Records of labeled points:
:::::

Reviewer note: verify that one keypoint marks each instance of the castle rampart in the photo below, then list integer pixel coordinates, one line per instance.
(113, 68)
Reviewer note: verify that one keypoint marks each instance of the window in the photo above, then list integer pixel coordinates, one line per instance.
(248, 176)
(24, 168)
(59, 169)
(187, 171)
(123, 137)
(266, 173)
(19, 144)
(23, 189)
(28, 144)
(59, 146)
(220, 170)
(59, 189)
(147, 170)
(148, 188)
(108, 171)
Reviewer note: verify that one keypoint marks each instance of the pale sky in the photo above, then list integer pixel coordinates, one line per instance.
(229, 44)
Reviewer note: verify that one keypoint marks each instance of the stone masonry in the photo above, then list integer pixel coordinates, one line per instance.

:::::

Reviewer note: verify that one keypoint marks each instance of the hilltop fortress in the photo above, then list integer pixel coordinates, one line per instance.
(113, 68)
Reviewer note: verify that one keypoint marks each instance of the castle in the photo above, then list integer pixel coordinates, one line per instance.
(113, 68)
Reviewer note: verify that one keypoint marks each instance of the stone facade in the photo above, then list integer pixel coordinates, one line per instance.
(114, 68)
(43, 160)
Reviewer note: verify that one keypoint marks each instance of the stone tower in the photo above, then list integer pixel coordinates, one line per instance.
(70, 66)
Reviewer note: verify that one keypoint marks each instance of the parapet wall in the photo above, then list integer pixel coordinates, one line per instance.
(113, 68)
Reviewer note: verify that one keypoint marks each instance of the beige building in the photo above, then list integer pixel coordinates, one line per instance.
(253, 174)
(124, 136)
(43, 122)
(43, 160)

:::::

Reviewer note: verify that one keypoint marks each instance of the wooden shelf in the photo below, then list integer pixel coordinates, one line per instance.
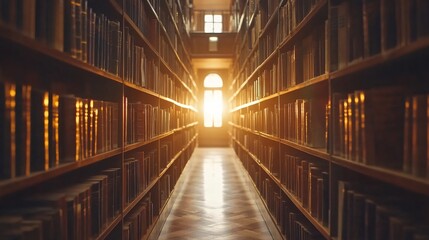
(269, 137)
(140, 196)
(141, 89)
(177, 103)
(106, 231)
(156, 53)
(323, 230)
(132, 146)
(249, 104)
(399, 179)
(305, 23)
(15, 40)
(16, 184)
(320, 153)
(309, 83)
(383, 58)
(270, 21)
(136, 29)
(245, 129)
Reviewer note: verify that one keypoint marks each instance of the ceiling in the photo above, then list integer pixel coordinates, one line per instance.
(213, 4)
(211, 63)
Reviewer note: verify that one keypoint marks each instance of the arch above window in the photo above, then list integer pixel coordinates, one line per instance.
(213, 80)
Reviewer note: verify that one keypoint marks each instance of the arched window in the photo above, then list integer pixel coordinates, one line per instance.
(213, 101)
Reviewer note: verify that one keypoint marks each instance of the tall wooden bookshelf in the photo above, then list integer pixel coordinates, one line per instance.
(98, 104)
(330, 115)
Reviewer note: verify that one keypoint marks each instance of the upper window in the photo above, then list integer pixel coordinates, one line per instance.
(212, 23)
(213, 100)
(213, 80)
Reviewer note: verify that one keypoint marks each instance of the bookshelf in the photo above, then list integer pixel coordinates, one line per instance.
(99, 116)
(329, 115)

:::::

▸ Requirement
How many lines in the material contain the string "below"? Case counts. Reply with the number only.

▸ Answer to the problem
2